### PROBLEM DETAILS
Below are the entries to work from; restate word for word the portion that opens with the line containing "Target: black leather boot" and closes with the line containing "Tag a single point on each instance of the window", keeping both.

### EXTRACTED MATERIAL
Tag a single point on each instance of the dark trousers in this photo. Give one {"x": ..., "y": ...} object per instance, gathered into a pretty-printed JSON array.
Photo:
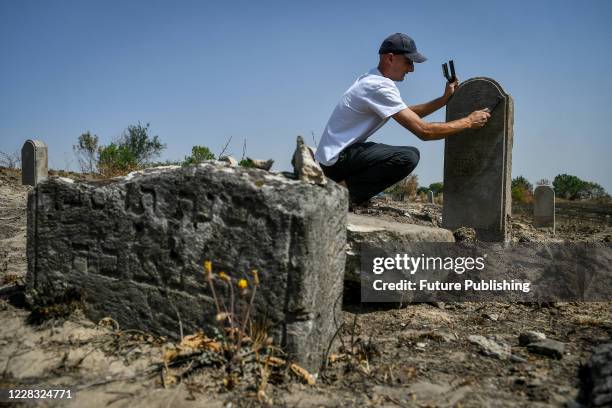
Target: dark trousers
[{"x": 369, "y": 168}]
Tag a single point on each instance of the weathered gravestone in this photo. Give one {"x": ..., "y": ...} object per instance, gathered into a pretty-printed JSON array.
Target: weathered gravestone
[
  {"x": 34, "y": 162},
  {"x": 132, "y": 248},
  {"x": 544, "y": 207},
  {"x": 477, "y": 162}
]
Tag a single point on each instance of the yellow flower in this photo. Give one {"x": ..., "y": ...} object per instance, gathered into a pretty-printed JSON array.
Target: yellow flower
[
  {"x": 242, "y": 284},
  {"x": 255, "y": 277}
]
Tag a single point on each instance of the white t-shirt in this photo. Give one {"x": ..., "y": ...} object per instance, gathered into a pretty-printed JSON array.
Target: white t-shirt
[{"x": 363, "y": 109}]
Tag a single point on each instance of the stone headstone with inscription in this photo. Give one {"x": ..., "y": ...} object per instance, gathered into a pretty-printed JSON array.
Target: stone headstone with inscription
[
  {"x": 544, "y": 207},
  {"x": 430, "y": 196},
  {"x": 478, "y": 162},
  {"x": 34, "y": 162}
]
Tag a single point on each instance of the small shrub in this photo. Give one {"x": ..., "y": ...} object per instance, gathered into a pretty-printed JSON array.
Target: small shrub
[{"x": 198, "y": 155}]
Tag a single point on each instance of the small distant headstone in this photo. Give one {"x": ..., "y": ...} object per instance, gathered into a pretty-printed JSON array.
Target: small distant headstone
[
  {"x": 544, "y": 207},
  {"x": 478, "y": 162},
  {"x": 34, "y": 162},
  {"x": 430, "y": 196}
]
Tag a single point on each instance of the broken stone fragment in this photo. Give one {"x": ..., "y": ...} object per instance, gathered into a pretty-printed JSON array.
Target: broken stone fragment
[
  {"x": 229, "y": 159},
  {"x": 465, "y": 234},
  {"x": 531, "y": 337},
  {"x": 133, "y": 248},
  {"x": 490, "y": 347},
  {"x": 305, "y": 166},
  {"x": 548, "y": 347},
  {"x": 261, "y": 164}
]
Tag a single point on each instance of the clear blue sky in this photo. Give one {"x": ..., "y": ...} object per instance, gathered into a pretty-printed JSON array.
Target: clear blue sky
[{"x": 201, "y": 72}]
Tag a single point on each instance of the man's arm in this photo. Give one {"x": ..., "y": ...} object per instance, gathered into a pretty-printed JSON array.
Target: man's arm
[
  {"x": 430, "y": 107},
  {"x": 435, "y": 130}
]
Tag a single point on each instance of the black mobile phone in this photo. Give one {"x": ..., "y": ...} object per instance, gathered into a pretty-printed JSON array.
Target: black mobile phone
[{"x": 492, "y": 107}]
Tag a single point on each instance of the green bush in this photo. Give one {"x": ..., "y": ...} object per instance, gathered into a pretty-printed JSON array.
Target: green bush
[
  {"x": 198, "y": 155},
  {"x": 521, "y": 190},
  {"x": 134, "y": 150}
]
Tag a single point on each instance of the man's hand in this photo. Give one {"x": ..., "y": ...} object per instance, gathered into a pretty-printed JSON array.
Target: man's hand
[
  {"x": 478, "y": 119},
  {"x": 450, "y": 88}
]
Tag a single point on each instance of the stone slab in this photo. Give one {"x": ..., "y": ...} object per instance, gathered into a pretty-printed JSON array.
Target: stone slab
[
  {"x": 478, "y": 162},
  {"x": 373, "y": 231},
  {"x": 430, "y": 196},
  {"x": 34, "y": 162},
  {"x": 132, "y": 248},
  {"x": 544, "y": 207}
]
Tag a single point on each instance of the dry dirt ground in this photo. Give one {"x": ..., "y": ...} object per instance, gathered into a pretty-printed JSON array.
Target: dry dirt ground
[{"x": 414, "y": 355}]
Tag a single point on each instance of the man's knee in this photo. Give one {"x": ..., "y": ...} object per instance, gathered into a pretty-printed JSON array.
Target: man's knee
[{"x": 409, "y": 158}]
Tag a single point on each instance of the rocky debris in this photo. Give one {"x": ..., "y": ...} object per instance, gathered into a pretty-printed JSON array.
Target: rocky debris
[
  {"x": 529, "y": 337},
  {"x": 465, "y": 234},
  {"x": 261, "y": 164},
  {"x": 305, "y": 166},
  {"x": 412, "y": 336},
  {"x": 230, "y": 160},
  {"x": 132, "y": 248},
  {"x": 490, "y": 347},
  {"x": 596, "y": 378},
  {"x": 547, "y": 347}
]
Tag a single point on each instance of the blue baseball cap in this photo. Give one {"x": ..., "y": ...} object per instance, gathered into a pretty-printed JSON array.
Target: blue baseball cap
[{"x": 400, "y": 43}]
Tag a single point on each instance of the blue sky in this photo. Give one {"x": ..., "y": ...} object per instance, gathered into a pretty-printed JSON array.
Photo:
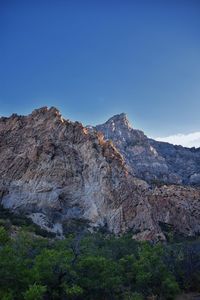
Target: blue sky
[{"x": 94, "y": 59}]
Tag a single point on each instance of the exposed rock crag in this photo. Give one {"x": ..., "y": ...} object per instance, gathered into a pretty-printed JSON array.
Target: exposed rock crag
[{"x": 54, "y": 170}]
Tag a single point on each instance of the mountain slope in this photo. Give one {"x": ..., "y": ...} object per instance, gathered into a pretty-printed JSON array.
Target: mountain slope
[
  {"x": 53, "y": 170},
  {"x": 149, "y": 159}
]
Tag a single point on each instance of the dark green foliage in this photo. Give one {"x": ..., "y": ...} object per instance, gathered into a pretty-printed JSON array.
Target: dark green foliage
[{"x": 93, "y": 266}]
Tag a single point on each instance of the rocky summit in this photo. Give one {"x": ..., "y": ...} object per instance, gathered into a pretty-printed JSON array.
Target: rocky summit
[{"x": 112, "y": 176}]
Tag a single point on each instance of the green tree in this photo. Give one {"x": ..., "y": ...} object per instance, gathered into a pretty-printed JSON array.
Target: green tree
[{"x": 35, "y": 292}]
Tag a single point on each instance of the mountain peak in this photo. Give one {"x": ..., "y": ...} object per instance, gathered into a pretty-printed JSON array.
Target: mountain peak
[{"x": 119, "y": 120}]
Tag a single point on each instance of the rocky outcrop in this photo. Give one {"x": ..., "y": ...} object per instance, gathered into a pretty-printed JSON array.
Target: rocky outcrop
[
  {"x": 153, "y": 161},
  {"x": 54, "y": 170}
]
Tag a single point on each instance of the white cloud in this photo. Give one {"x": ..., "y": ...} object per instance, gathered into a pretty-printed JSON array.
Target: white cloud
[{"x": 186, "y": 140}]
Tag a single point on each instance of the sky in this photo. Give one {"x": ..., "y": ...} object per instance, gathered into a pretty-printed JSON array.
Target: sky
[{"x": 94, "y": 59}]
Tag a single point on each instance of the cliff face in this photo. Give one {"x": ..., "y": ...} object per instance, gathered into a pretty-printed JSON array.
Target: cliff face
[
  {"x": 151, "y": 160},
  {"x": 54, "y": 170}
]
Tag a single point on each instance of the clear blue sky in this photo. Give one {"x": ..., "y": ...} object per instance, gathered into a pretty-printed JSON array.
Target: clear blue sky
[{"x": 93, "y": 59}]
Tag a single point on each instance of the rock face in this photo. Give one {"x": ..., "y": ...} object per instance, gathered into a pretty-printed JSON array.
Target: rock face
[
  {"x": 153, "y": 161},
  {"x": 54, "y": 170}
]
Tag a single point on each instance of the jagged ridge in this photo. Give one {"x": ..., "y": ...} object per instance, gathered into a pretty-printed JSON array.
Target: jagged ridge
[{"x": 55, "y": 170}]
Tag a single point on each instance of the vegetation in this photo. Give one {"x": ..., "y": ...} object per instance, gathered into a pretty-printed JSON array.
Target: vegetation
[{"x": 93, "y": 266}]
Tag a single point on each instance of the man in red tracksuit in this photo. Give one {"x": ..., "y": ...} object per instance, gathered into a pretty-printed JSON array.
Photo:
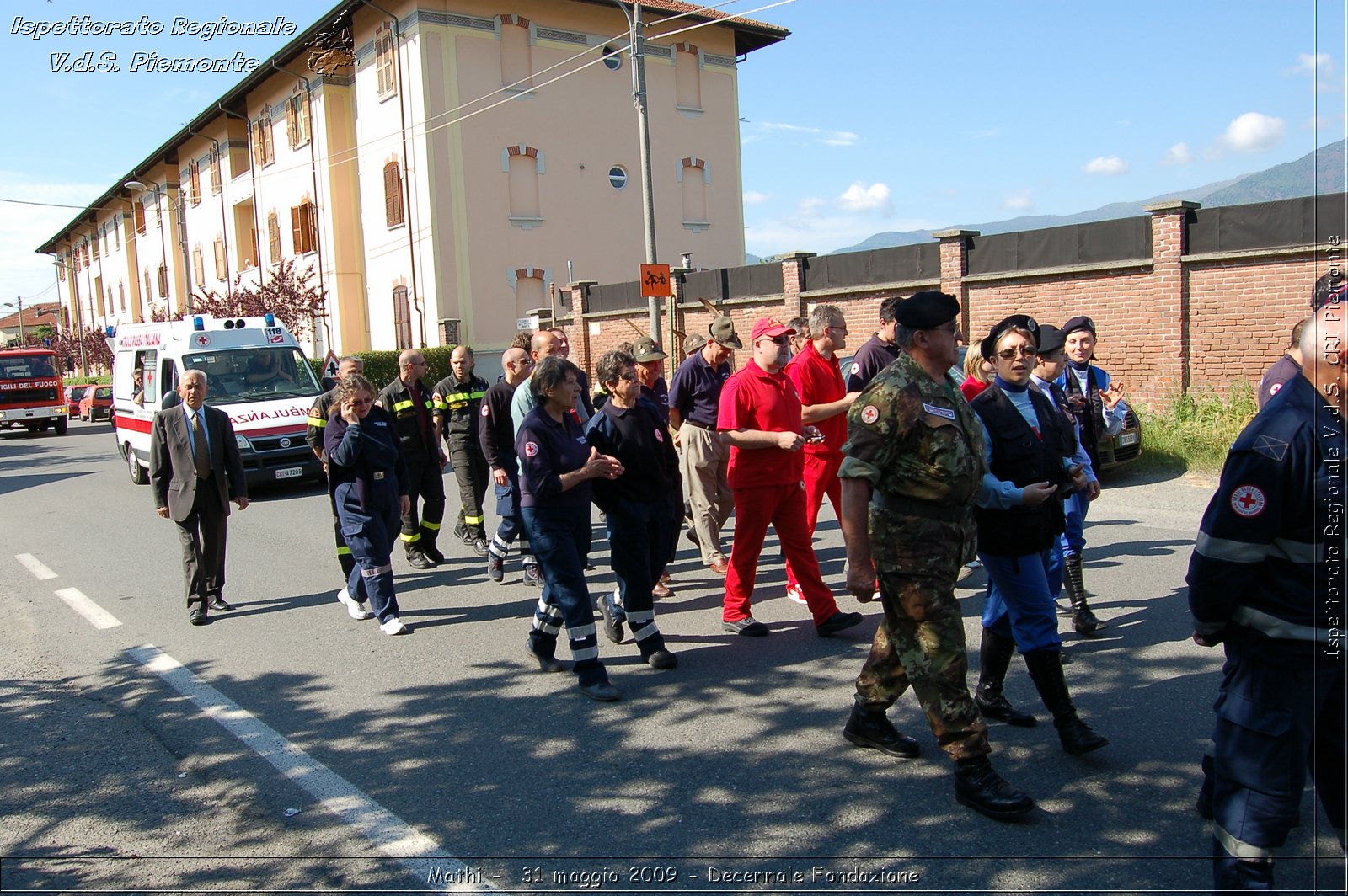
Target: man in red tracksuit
[
  {"x": 761, "y": 419},
  {"x": 824, "y": 399}
]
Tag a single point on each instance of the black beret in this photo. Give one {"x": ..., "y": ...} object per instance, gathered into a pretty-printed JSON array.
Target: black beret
[
  {"x": 927, "y": 310},
  {"x": 1080, "y": 323},
  {"x": 1051, "y": 339},
  {"x": 990, "y": 344}
]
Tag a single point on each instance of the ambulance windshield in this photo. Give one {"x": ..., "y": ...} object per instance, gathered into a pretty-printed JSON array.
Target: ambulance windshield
[{"x": 251, "y": 375}]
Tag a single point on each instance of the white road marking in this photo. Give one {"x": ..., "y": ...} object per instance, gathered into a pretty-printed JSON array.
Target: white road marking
[
  {"x": 35, "y": 566},
  {"x": 390, "y": 835},
  {"x": 94, "y": 613}
]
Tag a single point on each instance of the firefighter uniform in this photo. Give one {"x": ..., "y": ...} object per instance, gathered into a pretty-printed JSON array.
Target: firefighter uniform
[
  {"x": 411, "y": 413},
  {"x": 318, "y": 415},
  {"x": 457, "y": 408},
  {"x": 1265, "y": 579}
]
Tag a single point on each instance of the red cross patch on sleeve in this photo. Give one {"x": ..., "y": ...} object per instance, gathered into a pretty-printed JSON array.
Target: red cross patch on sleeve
[{"x": 1247, "y": 500}]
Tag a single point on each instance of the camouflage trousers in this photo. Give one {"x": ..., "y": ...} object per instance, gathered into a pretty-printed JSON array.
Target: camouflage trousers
[{"x": 921, "y": 643}]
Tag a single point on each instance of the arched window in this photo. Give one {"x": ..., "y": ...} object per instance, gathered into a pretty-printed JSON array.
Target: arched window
[
  {"x": 393, "y": 195},
  {"x": 516, "y": 53},
  {"x": 687, "y": 77},
  {"x": 693, "y": 177},
  {"x": 522, "y": 166}
]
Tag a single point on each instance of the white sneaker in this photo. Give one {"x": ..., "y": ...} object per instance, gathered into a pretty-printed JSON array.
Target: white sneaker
[{"x": 354, "y": 608}]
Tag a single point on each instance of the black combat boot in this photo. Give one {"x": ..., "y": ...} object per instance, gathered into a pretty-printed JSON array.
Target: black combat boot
[
  {"x": 979, "y": 787},
  {"x": 1046, "y": 670},
  {"x": 874, "y": 729},
  {"x": 1083, "y": 619},
  {"x": 994, "y": 659}
]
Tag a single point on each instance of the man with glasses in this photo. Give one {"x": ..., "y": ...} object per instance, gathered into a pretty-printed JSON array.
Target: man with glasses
[
  {"x": 409, "y": 401},
  {"x": 824, "y": 399},
  {"x": 496, "y": 435},
  {"x": 761, "y": 419},
  {"x": 913, "y": 465}
]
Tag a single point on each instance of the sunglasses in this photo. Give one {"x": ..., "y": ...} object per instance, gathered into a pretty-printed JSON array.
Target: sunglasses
[{"x": 1024, "y": 352}]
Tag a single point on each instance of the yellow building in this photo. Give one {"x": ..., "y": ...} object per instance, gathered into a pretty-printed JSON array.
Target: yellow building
[{"x": 437, "y": 173}]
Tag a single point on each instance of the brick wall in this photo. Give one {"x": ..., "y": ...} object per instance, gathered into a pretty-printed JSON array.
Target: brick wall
[{"x": 1168, "y": 323}]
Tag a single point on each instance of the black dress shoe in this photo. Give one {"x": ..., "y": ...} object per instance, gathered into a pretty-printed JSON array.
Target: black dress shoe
[{"x": 878, "y": 732}]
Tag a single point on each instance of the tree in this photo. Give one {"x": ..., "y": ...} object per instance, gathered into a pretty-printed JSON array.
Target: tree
[{"x": 289, "y": 293}]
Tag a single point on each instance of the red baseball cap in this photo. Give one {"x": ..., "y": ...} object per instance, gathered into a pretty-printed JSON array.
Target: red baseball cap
[{"x": 768, "y": 327}]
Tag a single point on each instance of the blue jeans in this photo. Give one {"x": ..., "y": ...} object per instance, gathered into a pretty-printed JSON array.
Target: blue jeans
[
  {"x": 561, "y": 541},
  {"x": 1019, "y": 604}
]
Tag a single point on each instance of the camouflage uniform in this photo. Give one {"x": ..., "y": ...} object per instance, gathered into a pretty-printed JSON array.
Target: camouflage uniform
[{"x": 920, "y": 446}]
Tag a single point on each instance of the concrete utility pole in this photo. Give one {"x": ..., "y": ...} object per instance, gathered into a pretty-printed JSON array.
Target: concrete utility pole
[{"x": 638, "y": 51}]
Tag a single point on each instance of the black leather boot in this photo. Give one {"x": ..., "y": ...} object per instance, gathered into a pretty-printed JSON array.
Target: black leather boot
[
  {"x": 874, "y": 729},
  {"x": 1046, "y": 670},
  {"x": 979, "y": 787},
  {"x": 1083, "y": 619},
  {"x": 994, "y": 660}
]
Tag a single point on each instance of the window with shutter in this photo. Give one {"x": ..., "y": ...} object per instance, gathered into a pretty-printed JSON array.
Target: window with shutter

### WRITTEN RESPONSE
Target: black leather boot
[
  {"x": 874, "y": 729},
  {"x": 1046, "y": 670},
  {"x": 979, "y": 787},
  {"x": 1083, "y": 619},
  {"x": 994, "y": 660}
]
Tag a single point on each instance of the window with shutter in this photo. Give one {"x": ..., "y": ...} object per instance, gathered into a pretty-printed JSON array.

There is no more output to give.